**SOURCE DATA**.
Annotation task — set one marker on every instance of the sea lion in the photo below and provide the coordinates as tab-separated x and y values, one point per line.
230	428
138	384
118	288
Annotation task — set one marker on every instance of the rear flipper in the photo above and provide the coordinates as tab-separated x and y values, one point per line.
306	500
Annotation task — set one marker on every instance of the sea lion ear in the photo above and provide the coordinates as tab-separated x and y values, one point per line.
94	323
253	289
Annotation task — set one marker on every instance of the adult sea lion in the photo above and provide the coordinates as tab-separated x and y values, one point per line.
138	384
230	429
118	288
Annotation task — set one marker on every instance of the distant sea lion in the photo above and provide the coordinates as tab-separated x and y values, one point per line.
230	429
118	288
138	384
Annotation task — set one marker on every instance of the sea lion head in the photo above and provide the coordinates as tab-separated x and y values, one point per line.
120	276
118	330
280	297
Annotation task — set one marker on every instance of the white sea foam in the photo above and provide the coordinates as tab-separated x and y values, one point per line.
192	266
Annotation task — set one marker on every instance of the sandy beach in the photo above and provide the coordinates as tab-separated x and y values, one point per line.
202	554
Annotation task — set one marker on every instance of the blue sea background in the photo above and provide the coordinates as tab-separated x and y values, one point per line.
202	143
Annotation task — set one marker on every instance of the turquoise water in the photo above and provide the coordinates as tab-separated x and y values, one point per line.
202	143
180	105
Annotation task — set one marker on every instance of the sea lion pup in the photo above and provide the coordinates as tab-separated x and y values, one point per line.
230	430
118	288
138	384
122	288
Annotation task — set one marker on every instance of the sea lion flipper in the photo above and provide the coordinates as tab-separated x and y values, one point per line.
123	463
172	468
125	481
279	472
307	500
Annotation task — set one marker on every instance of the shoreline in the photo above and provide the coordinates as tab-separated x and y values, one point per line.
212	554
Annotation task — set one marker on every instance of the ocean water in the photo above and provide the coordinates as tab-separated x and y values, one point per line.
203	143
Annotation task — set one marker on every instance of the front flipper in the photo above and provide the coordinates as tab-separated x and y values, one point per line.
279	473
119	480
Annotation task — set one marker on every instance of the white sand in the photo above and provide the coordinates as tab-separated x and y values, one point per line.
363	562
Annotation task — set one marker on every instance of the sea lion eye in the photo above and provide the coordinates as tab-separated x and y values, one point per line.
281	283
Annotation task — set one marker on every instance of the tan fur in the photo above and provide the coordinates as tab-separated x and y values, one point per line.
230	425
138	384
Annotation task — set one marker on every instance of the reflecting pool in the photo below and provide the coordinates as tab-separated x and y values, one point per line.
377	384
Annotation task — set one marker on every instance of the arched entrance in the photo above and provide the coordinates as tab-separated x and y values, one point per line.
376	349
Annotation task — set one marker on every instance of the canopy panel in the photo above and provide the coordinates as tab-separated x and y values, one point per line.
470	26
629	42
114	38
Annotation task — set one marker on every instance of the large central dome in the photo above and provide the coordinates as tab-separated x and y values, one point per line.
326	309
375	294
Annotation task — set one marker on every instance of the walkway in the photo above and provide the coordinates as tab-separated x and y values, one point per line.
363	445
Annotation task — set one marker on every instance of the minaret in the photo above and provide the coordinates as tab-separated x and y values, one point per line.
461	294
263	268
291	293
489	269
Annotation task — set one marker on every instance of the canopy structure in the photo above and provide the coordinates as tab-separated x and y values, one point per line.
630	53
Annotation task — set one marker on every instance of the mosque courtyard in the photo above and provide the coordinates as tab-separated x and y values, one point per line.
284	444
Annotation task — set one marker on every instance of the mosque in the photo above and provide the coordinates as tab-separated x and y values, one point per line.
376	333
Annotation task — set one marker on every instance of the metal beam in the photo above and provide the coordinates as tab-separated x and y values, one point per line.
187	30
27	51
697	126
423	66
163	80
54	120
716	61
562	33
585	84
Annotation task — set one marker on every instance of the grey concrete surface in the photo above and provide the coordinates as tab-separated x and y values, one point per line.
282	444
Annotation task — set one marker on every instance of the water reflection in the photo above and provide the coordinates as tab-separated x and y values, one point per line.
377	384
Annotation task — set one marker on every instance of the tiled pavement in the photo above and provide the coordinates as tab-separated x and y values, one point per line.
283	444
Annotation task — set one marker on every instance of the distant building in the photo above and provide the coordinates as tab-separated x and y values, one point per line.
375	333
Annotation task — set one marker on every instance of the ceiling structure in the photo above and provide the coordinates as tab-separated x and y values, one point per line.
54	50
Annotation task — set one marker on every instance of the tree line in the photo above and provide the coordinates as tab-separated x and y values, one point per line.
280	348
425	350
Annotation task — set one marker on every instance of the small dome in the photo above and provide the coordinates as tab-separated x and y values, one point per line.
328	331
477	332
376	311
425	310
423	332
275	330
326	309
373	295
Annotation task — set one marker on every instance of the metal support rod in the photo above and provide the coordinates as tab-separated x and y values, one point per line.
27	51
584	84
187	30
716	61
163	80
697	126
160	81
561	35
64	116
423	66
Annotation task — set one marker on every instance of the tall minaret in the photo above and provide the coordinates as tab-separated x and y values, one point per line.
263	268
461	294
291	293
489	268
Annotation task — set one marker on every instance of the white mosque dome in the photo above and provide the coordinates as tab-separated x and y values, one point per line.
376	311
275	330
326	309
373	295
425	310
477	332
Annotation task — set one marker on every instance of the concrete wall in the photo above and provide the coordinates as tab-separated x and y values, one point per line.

**ASSIGNMENT**. Could each line above be retyped exactly?

**SOLUTION TO THIS PROBLEM**.
Annotation task — set one marker on every instance of the sea lion in the photo below and provide the coordinates as tab-separated x and y values, one point per line.
230	428
138	384
118	288
Annotation task — set one marker on every instance of the rear flipper in the photo above and provide the coordinates as tab-separated x and y values, one point per line.
306	500
Annotation task — set one marker on every instance of the sea lion ear in the photo above and provide the coordinates as tab-separated x and y values, one point per line.
94	323
253	289
Annotation task — set one marker on every instance of the adult sea lion in the photo above and provide the coordinates as tab-separated x and y values, one point per line.
138	384
230	429
118	288
Annotation task — set one marker on every instance of the distant sea lion in the photo above and provide the coordinates as tab-separated x and y values, one point per line.
230	429
118	288
138	384
Annotation task — set one marker on every instance of the sea lion head in the photo above and provide the coordinates as tab-separated x and y values, one point per line.
120	276
118	330
280	297
Annotation task — set one marker on every instance of the white sea foam in the photo above and provide the coordinates as tab-separated x and y values, one point per line.
192	266
Annotation task — set one marker on every instance of the sandy beach in the photo above and provide the coordinates as tab-separated x and y values, one point per line.
202	554
Annotation task — set one marker on every instance of the blue sea background in the photo above and provide the coordinates as tab-separated x and y values, one point per line.
202	143
Annotation task — set one marker on every instance of the turquoise water in the photo above and provide the coordinates as tab-separated x and y values, one point per line.
202	143
180	105
Annotation task — set one marker on every instance of the sea lion pup in the photo above and provide the coordinates as tab-separated x and y values, one point per line.
230	430
118	288
138	384
122	288
Annotation task — set one marker on every instance of the sea lion flipper in the photo above and provide the coordinates as tab-separated x and y values, one point per line.
123	463
172	468
125	481
279	472
307	500
Annotation task — set one marker on every instance of the shoreline in the photo above and provide the coordinates as tab-separated x and y values, one point per line.
212	554
Annotation task — set one marker on every instance of the ocean water in the photo above and provide the coordinates as tab-separated x and y values, one point per line.
203	143
Annotation task — set one marker on every instance of the front flipper in the photo above and provide the coordinates as tab-separated x and y values, one point per line.
279	473
119	480
Annotation task — set one marker on every instance of the white sand in the photo above and provide the coordinates as tab-separated x and y values, one point per line.
363	562
Annotation task — set one marker on every instance of the sea lion eye in the photo above and provide the coordinates as tab-separated x and y values, one point per line.
281	283
Annotation task — set one marker on every instance of the tan fur in the photo above and provide the coordinates as tab-separated x and y values, one point per line.
230	425
138	384
Annotation task — set one marker on every instance of the reflecting pool in the photo below and provide the coordinates as tab-separated x and y values, one point per line.
377	384
Annotation task — set one marker on every instance of the arched entrance in the photo above and provide the coordinates as tab-separated x and y values, one point per line.
376	349
Annotation task — set one marker on every instance of the canopy panel in the photo above and provide the coordinates as tab-separated x and y values, one point per line.
470	26
629	42
114	38
Annotation task — set one marker on every instance of the large central dome in the photo above and provide the coordinates as tab-separated x and y values, one point per line.
326	309
375	294
Annotation task — set one marker on every instance of the walkway in the photo above and provide the coordinates as tab-separated x and y values, one point per line.
363	445
Annotation task — set one marker on every instance of the minaret in the photo above and provide the coordinates as tab-separated x and y values, one point per line.
461	294
263	268
291	293
489	269
Annotation task — set one marker on every instance of the canopy structure in the photo above and provide the coordinates as tab-separated x and y values, one point per line.
630	53
Annotation task — set one marker on every instance of the mosque courtyard in the photo above and provide the coordinates as tab-separated x and y values, one point per line.
284	444
Annotation task — set one marker on every instance of the mosque in the photo above and provide the coordinates as tab-separated x and y values, one point per line.
376	333
Annotation task — set one marker on every instance of the metal beam in the photo above and provide the coordinates as tab-separated x and y values, one point per line.
187	30
27	51
697	126
423	66
163	80
54	120
716	61
562	33
585	84
Annotation task — set one marker on every instance of the grey concrete surface in the photo above and provide the coordinates as tab-separated x and y values, one point per line.
282	444
Annotation task — set one marker on every instance of the water reflection in the photo above and provide the coordinates as tab-separated x and y values, one point per line.
377	384
Annotation task — set one marker on every instance of the tiled pavement in the photo above and provide the coordinates as tab-separated x and y values, one point per line.
283	444
Annotation task — set one marker on every instance of the distant building in the photo above and provide the coordinates as tab-separated x and y values, one point per line.
375	333
Annotation task — set one marker on every instance of the ceiling structure in the photo above and provide the coordinates as tab-separated x and y values, one point per line.
54	50
Annotation task — set one marker on every instance of the tree line in the photo above and provide the coordinates as tab-separated x and y values, one point per line.
280	348
425	350
Annotation task — set one marker on every instance of the small dome in the photo above and provide the coordinates as tab-separated x and y values, one point per line.
328	331
477	332
376	311
425	310
423	332
275	330
326	309
373	295
Annotation task — set one marker on every instance of the metal support rod in the photo above and provide the coordinates as tab-separated x and y values, one point per line.
27	51
584	84
187	30
716	61
163	80
697	126
160	81
561	35
64	116
423	66
Annotation task — set one marker on every instance of the tall minaret in the photo above and provide the coordinates as tab-separated x and y values, one point per line.
263	268
461	294
291	293
489	268
Annotation task — set one marker on every instance of the white mosque dome in the photo above and provide the coordinates as tab-separated x and y values, one point per line.
376	311
275	330
326	309
373	295
425	310
477	332
Annotation task — set one marker on every instance of the concrete wall in the photo above and provide the coordinates as tab-separated x and y values, one point per line.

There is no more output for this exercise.